Segment Start: DATA FOR ANALYSIS
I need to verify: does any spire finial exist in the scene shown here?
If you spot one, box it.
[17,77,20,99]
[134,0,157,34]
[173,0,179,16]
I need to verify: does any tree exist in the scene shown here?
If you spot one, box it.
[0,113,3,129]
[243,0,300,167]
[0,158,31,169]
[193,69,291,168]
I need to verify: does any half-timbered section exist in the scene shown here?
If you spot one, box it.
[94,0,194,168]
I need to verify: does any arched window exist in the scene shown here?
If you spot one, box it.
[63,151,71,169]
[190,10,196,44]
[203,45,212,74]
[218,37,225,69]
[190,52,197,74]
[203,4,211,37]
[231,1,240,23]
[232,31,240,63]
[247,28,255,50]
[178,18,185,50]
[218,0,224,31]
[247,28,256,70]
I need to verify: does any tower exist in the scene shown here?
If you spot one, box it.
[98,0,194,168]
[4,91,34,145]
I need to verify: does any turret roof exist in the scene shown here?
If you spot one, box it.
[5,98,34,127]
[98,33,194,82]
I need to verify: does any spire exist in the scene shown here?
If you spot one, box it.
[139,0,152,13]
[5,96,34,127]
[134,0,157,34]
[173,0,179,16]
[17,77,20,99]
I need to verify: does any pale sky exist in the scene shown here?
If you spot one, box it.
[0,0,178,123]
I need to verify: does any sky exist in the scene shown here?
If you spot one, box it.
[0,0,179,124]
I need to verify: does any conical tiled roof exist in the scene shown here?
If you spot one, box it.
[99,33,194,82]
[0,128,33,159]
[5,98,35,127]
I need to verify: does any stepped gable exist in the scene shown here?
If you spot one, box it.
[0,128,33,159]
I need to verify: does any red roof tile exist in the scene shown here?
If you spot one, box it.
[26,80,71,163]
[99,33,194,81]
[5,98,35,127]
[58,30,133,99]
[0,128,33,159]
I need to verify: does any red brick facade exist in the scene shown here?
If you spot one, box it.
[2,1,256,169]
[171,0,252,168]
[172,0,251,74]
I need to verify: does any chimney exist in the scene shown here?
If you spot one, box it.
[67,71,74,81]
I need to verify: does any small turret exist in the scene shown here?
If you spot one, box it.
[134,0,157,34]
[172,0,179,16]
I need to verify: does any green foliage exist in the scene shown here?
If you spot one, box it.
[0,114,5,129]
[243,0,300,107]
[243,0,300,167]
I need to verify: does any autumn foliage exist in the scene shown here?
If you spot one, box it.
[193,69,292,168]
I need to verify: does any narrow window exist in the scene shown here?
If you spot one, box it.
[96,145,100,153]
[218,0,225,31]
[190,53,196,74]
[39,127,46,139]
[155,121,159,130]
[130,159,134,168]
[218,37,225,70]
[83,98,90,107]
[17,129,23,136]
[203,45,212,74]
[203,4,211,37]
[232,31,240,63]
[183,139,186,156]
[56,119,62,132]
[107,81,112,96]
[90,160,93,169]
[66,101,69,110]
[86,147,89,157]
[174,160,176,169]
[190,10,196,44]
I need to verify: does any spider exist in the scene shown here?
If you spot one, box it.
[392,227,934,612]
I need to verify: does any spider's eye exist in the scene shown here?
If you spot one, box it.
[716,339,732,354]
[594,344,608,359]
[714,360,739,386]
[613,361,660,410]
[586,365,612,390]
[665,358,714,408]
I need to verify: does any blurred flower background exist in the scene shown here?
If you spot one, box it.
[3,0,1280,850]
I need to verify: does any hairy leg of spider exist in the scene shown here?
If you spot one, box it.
Segment End: DATA FOR ANALYSIS
Print the data above exactly.

● ANSWER TO THIS TASK:
I need to verify: does any spire finial exist in the scene shown here?
If you spot one, box it.
[17,77,20,99]
[134,0,157,34]
[173,0,179,16]
I need to verify: does any tree exist in the scene shown here?
If you spot one, box it.
[0,113,3,129]
[243,0,300,167]
[0,158,31,169]
[193,69,291,168]
I need to verify: does any half-timbered section exist in the scene shown here?
If you spot one, box it.
[94,0,194,168]
I need to verify: does any arched window exist in the scene shown here?
If you spot one, box it.
[63,151,71,169]
[190,10,196,44]
[203,45,212,74]
[218,37,225,69]
[190,52,197,74]
[203,4,211,37]
[231,1,240,23]
[232,31,240,63]
[247,28,255,50]
[178,18,185,50]
[218,0,224,31]
[247,28,256,70]
I need to verify: does any tower exist in the scene shown here?
If you spot one, box it.
[98,0,194,168]
[4,91,34,145]
I need to verify: does any turret roof exist in the scene shown here?
If you spot one, box it.
[5,98,34,127]
[98,33,194,82]
I need to verify: does any spire exist in the scene shown here?
If you spot one, box it.
[139,0,152,13]
[5,96,34,127]
[134,0,157,34]
[173,0,179,16]
[17,77,20,99]
I need to verify: does any pale sky exist in the scene shown here?
If you spot one, box it.
[0,0,178,123]
I need to verify: does any sky exist in the scene shown here?
If you spot one, box it.
[0,0,179,124]
I need to verify: does any conical tiled roof exist in the scene shown here?
If you spot one, box it.
[99,33,194,82]
[0,128,33,159]
[5,98,35,127]
I need to verify: does any stepped gable exist in the scene shown here?
If you spot one, box it.
[0,128,33,159]
I need to verify: does any red roof tile exist in the scene shown here?
If you spot one, box it.
[26,80,71,163]
[99,33,194,81]
[5,98,35,127]
[58,30,133,99]
[0,128,33,159]
I need to verify: does any red brick facade exist in the scene shown here?
If you spot one, box it.
[2,1,256,169]
[171,0,252,168]
[172,0,251,74]
I need to verify: does any chimney exist in the scene shown here?
If you spot one, box it.
[67,71,74,81]
I need to verify: does any small turret exist in the scene shown here?
If you spot one, box it.
[134,0,157,34]
[172,0,179,16]
I need to verify: does any green foliage exist in the scene shown here?
If you spot one, box it.
[0,114,5,129]
[243,0,300,107]
[243,0,300,167]
I need to verify: does any autumn foliage exist in the scene shown here?
If you spot one, box it.
[193,69,292,168]
I need to verify: does any narrow window exist in the scene shown here?
If you spot one, box it.
[96,145,100,153]
[218,0,225,31]
[190,53,196,74]
[39,127,46,139]
[155,121,159,130]
[130,159,134,168]
[218,37,225,70]
[83,98,90,107]
[17,129,23,136]
[203,45,212,74]
[203,4,211,37]
[232,31,240,63]
[183,139,186,156]
[56,119,62,132]
[107,81,112,96]
[90,160,93,169]
[66,101,69,110]
[86,147,89,157]
[174,160,176,169]
[190,10,196,44]
I need to verify: does any spider exist in the scene shown here?
If you spot one, box it.
[392,227,934,612]
I need to verify: does any spider's eye exist in the scene shown here?
If you spot one, box it.
[716,339,732,354]
[594,344,608,359]
[714,360,739,386]
[613,361,660,410]
[586,365,612,390]
[665,358,714,408]
I need to verify: does any blurred flower background exist in the scene shown here?
If you spot one, box it.
[3,0,1280,850]
I need to verify: does any hairy leg of spider exist in the scene shown here?
If you spot one, box it.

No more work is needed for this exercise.